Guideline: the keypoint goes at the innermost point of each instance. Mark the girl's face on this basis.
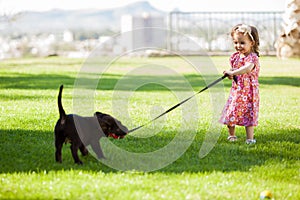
(242, 43)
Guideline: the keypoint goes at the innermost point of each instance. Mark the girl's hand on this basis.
(229, 73)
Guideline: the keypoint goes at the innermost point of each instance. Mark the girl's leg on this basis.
(250, 132)
(231, 131)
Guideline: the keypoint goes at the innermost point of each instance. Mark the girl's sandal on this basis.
(232, 138)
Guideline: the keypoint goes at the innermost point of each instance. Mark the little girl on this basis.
(243, 102)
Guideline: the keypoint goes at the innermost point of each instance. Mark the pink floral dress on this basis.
(243, 103)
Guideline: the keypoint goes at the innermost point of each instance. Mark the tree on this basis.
(288, 45)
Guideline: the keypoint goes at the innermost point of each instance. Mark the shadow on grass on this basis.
(110, 81)
(26, 151)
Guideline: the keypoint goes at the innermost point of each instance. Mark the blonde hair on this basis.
(252, 33)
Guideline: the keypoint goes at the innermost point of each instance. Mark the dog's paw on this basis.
(79, 162)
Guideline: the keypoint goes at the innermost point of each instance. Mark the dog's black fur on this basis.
(68, 127)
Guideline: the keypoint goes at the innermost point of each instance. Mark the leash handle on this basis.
(182, 102)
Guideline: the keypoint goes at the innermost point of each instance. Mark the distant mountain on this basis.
(88, 19)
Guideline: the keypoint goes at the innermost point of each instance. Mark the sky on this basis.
(13, 6)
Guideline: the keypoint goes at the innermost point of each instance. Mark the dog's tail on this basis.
(62, 113)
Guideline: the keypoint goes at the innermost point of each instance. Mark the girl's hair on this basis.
(252, 33)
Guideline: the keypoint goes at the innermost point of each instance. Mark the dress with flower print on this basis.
(243, 103)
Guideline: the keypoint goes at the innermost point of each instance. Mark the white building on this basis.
(143, 32)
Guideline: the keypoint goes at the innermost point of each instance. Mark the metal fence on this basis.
(211, 30)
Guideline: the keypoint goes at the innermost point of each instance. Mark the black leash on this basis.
(172, 108)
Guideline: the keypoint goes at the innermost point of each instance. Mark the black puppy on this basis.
(83, 131)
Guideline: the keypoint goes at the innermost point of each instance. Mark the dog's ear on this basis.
(99, 115)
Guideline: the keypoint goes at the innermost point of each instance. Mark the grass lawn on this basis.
(28, 105)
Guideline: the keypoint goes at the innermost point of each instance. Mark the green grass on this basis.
(28, 92)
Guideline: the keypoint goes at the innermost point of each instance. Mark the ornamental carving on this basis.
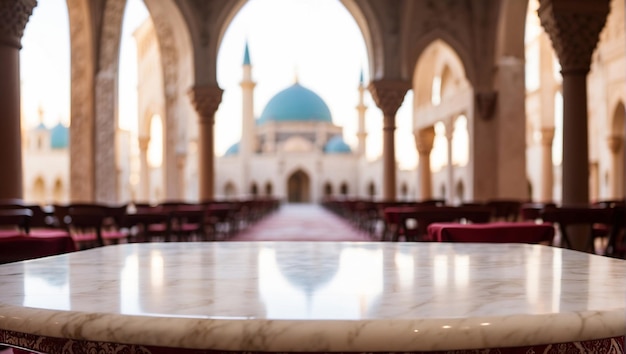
(574, 28)
(14, 15)
(389, 94)
(206, 100)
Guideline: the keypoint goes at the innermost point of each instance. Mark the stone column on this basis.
(615, 143)
(181, 162)
(144, 169)
(206, 99)
(424, 139)
(574, 27)
(547, 169)
(388, 96)
(450, 190)
(14, 15)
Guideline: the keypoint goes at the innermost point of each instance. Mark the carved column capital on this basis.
(206, 100)
(574, 27)
(14, 15)
(615, 143)
(424, 139)
(389, 94)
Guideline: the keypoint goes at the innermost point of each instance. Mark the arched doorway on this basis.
(298, 187)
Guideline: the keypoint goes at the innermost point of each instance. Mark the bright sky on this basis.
(317, 39)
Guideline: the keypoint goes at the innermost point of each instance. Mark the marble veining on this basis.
(318, 296)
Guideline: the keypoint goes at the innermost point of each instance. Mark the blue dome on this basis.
(336, 145)
(296, 103)
(232, 150)
(59, 137)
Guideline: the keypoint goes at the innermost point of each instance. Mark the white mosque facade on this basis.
(295, 152)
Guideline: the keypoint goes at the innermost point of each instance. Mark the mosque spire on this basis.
(361, 80)
(296, 78)
(246, 55)
(361, 109)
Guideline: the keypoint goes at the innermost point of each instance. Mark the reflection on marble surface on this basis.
(345, 296)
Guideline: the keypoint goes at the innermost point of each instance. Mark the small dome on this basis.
(296, 103)
(232, 150)
(336, 145)
(59, 137)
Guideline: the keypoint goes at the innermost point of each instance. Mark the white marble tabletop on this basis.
(318, 296)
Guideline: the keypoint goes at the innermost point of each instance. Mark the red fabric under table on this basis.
(17, 246)
(504, 232)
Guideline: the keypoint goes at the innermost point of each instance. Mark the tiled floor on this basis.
(301, 222)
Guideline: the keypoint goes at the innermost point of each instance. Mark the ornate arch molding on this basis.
(365, 18)
(461, 51)
(106, 101)
(511, 29)
(82, 100)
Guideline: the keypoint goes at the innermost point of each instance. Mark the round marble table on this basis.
(314, 297)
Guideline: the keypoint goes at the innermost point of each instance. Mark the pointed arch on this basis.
(39, 190)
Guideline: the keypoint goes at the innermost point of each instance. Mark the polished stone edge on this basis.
(613, 345)
(317, 336)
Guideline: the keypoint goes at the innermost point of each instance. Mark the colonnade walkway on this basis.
(301, 222)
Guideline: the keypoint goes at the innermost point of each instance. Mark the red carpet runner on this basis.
(301, 222)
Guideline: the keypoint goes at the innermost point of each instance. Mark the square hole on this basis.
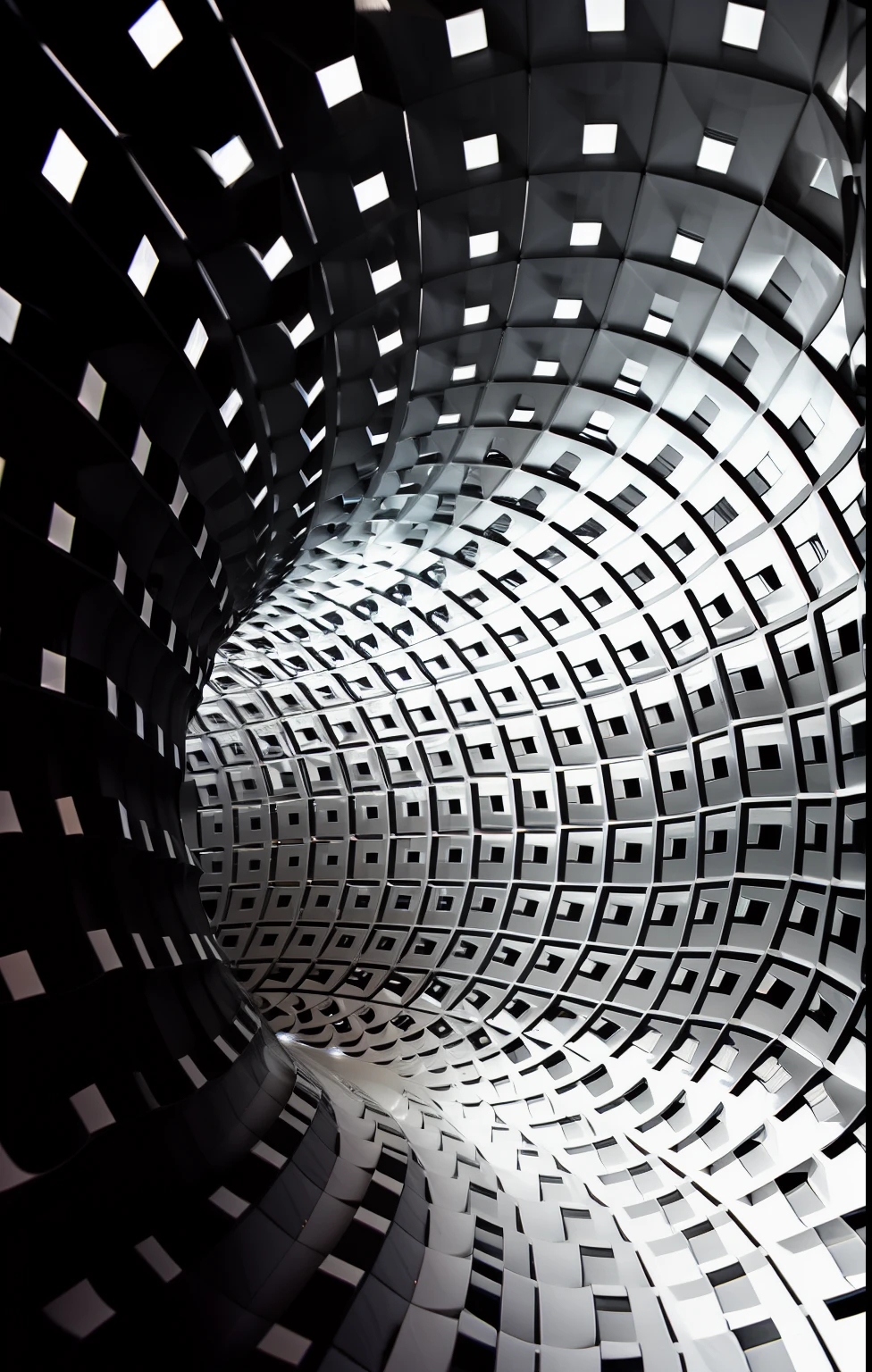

Given request → Pull out every line of the data that contains the word "black". Matches must have the same case.

Expected answer →
Guideline: the keypoint goes at the innermost point of each instance. Mark the dog's black fur on this basis.
Guideline: the keypoint goes at the innermost point of each instance. Mark the black leash on this basis.
Guideline: the keypoint goes at the innermost point of each instance. Mark the black puppy on this basis.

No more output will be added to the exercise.